Aufgabenstellung:
[A] Wie viele Festnahmen gab es laut dem Textauszug über die Unruhen im Maghreb allein in Algerien?
[B] Führen Sie den Textauszug über die Unruhen in Tunesien und Algerien im Anschluss an seinen letzten Satz fort.

Textauszug:
# # # # #
Aufruhr im Maghreb: "Unsere Generation ist verzweifelt"

Aufruhr im Maghreb: "Unsere Generation ist verzweifelt"
Mehr als 30 Tote und mehrere Hundert Verletzte - das ist die vorläufige Bilanz der Unruhen in Tunesien und Algerien. Die Auslöser der Gewalt sind verschieden, doch in beiden Ländern herrschen Frust und Verzweiflung über die allgemeine Perspektivlosigkeit.
11.01.2011
Von Ulrike Koltermann

"Ben Ali, verschwinde!", "Nieder mit der Diktatur!" - Um solche Slogans in Tunesien zu brüllen, muss man sehr mutig oder sehr verzweifelt sein. Oder beides. Das Land, das seit fast einem Vierteljahrhundert von dem Machthaber Zine el Abidine Ben Ali an der Kandare geführt wird, wird seit Mitte Dezember von sozialen Unruhen erschüttert. Auch das benachbarte Algerien erlebt seit Tagen Straßengefechte zwischen Demonstranten und Sicherheitskräften. Bislang gibt es mehr als 30 Tote und Hunderte Verletzte in beiden Ländern.

"Unsere Generation ist verzweifelt"

Tränengas, brennende Autoreifen, geplünderte Geschäfte - die Bilder aus beiden Ländern ähneln sich. Zwar sind die Auslöser der Gewalt in beiden Ländern verschieden, doch der Frust wegen mangelnder Perspektiven sitzt bei der jungen Generation im Maghreb gleichermaßen tief.

"Unsere Generation ist verzweifelt", schreibt die junge Algerierin Nina B. in einem Forum. "Wir leiden unter Arbeitslosigkeit und Wohnungsnot, dabei besitzt Algerien 155 Milliarden Dollar Öldevisen. Unser Land ist in den Händen einer korrupten Elite." Sie wünsche sich nichts mehr, als dass der Aufstand das ganze Land ergreife.

In beiden Ländern müssen Demonstranten die harten Reaktionen der Sicherheitskräfte fürchten. Allein in Algerien gab es mehr als 1.100 Festnahmen. Zeitweise waren die Mobilfunkdienste gestört. Die tunesische Regierung hat versucht, eine Nachrichtensperre zu verhängen. Einer Journalistin der französischen Zeitung "Le Monde" wurde die Einreise verweigert.

Doch die Zensur ist schwieriger durchzusetzen als früher. Demonstranten informieren sich per SMS und über das soziale Netzwerk Facebook im Internet. Das "Projekt Tornesia" bietet Tunesiern mit Hilfe einer Software anonymen Zugang zum Internet.

Öffentliche Selbstverbrennungen

Ungewohnt ist das Ausmaß der Proteste, die auf zahlreiche Orte übergegriffen haben. Neu ist auch die Offenheit, mit der Demonstranten sich gegen ihre Regierung auflehnen. Und dann gibt es auch noch spektakuläre Gesten wie öffentliche Selbstverbrennungen. Wie verzweifelt muss ein Mensch sein, der sich mit Benzin überschüttet und anzündet? Es ist eine der qualvollsten Arten, Selbstmord zu begehen.
# # # # #
Bereitgestelltes Material:
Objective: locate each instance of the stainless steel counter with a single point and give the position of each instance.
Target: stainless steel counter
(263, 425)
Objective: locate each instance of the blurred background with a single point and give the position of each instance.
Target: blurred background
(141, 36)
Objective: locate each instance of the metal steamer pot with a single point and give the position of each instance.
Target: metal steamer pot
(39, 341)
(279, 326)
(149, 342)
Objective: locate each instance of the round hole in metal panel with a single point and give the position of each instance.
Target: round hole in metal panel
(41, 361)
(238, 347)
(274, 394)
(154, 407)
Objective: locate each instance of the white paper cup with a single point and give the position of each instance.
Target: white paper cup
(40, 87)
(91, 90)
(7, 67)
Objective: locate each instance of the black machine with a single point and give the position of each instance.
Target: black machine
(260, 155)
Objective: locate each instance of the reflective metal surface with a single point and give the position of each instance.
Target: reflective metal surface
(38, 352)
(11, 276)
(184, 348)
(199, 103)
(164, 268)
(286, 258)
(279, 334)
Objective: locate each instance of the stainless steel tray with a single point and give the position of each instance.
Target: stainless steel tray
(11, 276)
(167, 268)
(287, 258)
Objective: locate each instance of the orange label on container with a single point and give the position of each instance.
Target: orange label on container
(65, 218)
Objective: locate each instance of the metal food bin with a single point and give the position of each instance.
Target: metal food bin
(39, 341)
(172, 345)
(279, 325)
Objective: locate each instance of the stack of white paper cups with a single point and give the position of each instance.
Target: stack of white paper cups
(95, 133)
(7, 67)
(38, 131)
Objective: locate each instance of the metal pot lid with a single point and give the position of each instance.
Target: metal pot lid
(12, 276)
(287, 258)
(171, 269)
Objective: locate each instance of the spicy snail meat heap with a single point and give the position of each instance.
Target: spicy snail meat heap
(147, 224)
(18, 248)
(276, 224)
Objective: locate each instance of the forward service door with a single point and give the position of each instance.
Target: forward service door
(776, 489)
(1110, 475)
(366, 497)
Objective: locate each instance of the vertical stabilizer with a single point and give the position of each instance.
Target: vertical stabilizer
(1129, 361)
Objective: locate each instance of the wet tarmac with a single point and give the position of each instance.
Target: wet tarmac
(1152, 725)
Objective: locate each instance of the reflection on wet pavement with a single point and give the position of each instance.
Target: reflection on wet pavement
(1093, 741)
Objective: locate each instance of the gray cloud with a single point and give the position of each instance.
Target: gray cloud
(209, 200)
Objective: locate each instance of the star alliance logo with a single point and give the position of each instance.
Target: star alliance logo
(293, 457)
# # # # #
Die Lösungen:
[A] Mehr als 1.100.

[B]
In Tunesien haben sich seit Mitte Dezember zwei junge Menschen auf diese Weise getötet. Der erste von ihnen war ein arbeitsloser Hochschulabsolvent, der sich als Gemüsehändler durchschlug. Die Behörden konfiszierten mehrfach seine Waren, weil er keine Lizenz hatte. Tagelang lag er komplett in Verbände gehüllt in einem Krankenhaus, bevor er schließlich seinen Verletzungen erlag. Sein Fall wurde zum Auslöser der Massenproteste.

In Algerien hat sich die Lage etwas beruhigt, seit die Regierung Preissenkungen für Grundnahrungsmittel wie Speiseöl und Zucker angekündigt hat. In Tunesien hingegen ist mittlerweile die Armee im Einsatz, um die Unruhen einzudämmen. Am Montag starben erneut mehr als zehn Menschen durch die Schüsse von Sicherheitskräften.

"Die Regierung hat die Stelle der Kolonialherren eingenommen", meint ein Tunesier auf der Website Twitter. "Wenn die Armee auf die eigene Bevölkerung schießt, gibt es eine Katastrophe", warnte ein anderer.

Schulen und Universitäten nach Unruhen geschlossen

Einen Tag nach den neuen blutigen Unruhen in Tunesien haben die Behörden landesweit alle Schulen und Universitäten geschlossen. Die Regierung will damit verhindern, dass sich an den Schulen und Unis weitere soziale Proteste formieren.

Als Ursache der schlimmsten Aufstände seit Mitte der 80er Jahregelten die hohe Arbeitslosigkeit und ein Gefühl der Perspektivlosigkeit in Teilen der Bevölkerung. Gerade Hochschulabsolventen haben es nach der Ausbildung schwer, einen Job zu finden.

In einer Rede am Montag hatte Präsident Zine el Abidine Ben Ali 300.000 neue Arbeitsplätze bis Ende 2012 versprochen. Gleichzeitig verurteilte er die gewaltsamen Proteste als unverzeihliche terroristische Akte.